Source text:

--

External Faculty Fellowships

With generous funding from the Lynette S. Autrey Endowment and the National Endowment for the Humanities, the Humanities Research Center hosts up to four visiting professors for one semester each academic year. The fellows teach a course affiliated with a humanities department and take part in the intellectual life of the Center. The HRC sponsors special symposia or conferences centered on their research. These programs give Rice faculty and students significant exposure to eminent scholars from around the world.  
In 2013-14, the HRC will restructure the External Faculty Fellowship program, allowing faculty to come to Rice for semester- or year-long terms. Along with the change in length in term, the program will also be renamed the Autrey Visiting Scholar program. 


2012-2013 Fellows


Simon Keller, Associate Professor of Philosophy, Victoria University of Wellington (Fall 2012)
Understanding Disagreement about Climate Change: Skepticism, Ideology, and Experts


The disagreement about climate science is a stark feature of political debate and an obstacle to meaningful action on climate change. To understand why people of different political views disagree about climate change, Keller argues that we must understand our relationship with experts and how ideological commitments can rationally influence decisions about which experts to trust. His project specifically examines the disagreement about climate change as a manifestation of rational attitudes to expertise. He examines the types of arguments offered, the sources of argumentation, and the channels through which a concerned non-expert should decide which sources to trust.

--

Information:
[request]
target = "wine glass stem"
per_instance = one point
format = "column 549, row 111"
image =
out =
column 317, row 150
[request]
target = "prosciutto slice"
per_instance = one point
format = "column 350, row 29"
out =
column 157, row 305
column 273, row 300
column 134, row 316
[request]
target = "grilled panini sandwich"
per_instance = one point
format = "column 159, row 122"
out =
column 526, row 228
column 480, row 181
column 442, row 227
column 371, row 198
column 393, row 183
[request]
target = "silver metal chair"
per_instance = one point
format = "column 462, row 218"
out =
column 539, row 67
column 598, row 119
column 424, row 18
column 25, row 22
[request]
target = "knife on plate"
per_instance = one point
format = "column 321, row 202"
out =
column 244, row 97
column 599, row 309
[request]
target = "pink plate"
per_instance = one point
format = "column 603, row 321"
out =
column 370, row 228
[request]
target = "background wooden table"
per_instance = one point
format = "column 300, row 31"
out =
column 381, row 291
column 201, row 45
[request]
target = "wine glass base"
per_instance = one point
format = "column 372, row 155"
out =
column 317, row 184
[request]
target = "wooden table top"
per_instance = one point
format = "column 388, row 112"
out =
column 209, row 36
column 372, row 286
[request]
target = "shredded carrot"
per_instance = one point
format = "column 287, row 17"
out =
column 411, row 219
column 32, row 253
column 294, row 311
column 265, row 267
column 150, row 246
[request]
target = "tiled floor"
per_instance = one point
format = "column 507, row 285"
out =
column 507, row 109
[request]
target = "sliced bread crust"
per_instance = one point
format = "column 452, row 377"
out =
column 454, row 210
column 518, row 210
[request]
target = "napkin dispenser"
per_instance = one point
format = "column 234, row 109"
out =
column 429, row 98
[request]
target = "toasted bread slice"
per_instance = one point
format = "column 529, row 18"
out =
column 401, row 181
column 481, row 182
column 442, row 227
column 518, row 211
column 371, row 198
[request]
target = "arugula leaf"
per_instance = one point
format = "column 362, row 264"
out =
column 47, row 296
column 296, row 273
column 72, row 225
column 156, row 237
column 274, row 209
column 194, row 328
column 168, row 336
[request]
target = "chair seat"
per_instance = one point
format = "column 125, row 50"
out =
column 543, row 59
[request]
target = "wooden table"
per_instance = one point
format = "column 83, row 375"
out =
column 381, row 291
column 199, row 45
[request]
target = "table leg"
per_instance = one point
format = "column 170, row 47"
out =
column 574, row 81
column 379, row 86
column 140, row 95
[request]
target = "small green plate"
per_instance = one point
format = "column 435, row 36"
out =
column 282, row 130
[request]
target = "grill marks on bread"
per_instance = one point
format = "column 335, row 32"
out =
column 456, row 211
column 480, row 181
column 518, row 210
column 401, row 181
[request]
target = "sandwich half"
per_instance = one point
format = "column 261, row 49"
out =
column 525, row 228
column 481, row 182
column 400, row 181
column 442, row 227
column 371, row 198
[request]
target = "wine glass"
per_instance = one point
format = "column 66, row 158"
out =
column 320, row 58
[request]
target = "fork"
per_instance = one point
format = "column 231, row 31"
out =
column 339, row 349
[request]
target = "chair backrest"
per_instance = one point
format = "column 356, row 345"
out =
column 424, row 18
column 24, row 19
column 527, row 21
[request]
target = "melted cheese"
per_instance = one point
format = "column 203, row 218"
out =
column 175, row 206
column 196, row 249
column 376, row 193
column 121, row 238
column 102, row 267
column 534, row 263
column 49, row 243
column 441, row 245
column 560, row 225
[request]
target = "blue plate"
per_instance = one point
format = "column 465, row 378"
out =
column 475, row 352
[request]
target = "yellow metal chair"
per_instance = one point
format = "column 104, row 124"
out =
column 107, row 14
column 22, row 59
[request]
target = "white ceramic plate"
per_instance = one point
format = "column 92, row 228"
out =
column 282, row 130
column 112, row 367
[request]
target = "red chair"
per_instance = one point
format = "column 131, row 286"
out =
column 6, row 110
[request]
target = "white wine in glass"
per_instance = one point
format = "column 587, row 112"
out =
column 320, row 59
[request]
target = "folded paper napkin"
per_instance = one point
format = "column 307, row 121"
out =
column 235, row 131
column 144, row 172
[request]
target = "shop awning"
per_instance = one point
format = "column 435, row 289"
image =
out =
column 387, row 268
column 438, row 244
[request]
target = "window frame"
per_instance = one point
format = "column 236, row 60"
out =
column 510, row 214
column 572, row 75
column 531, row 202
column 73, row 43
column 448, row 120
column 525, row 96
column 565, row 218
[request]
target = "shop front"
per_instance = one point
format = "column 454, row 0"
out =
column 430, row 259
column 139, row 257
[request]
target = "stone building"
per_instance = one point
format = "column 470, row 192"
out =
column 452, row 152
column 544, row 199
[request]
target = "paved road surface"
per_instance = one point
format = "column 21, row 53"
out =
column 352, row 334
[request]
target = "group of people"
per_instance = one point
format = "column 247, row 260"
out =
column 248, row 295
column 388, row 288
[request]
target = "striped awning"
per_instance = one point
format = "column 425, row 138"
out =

--

Work order A: According to the fellowships page, why does Keller argue that we must understand our relationship with experts? Answer in one to three sentences.
Work order B: Reproduce the fellowships page word for word, between "External Faculty Fellowships" and "Visiting Scholar program.", inclusive.

Task answer A: Keller argues that we must understand our relationship with experts in order to understand why people of different political views disagree about climate change. We must also understand how ideological commitments can rationally influence decisions about which experts to trust.

Task answer B:
External Faculty Fellowships

With generous funding from the Lynette S. Autrey Endowment and the National Endowment for the Humanities, the Humanities Research Center hosts up to four visiting professors for one semester each academic year. The fellows teach a course affiliated with a humanities department and take part in the intellectual life of the Center. The HRC sponsors special symposia or conferences centered on their research. These programs give Rice faculty and students significant exposure to eminent scholars from around the world.  
In 2013-14, the HRC will restructure the External Faculty Fellowship program, allowing faculty to come to Rice for semester- or year-long terms. Along with the change in length in term, the program will also be renamed the Autrey Visiting Scholar program.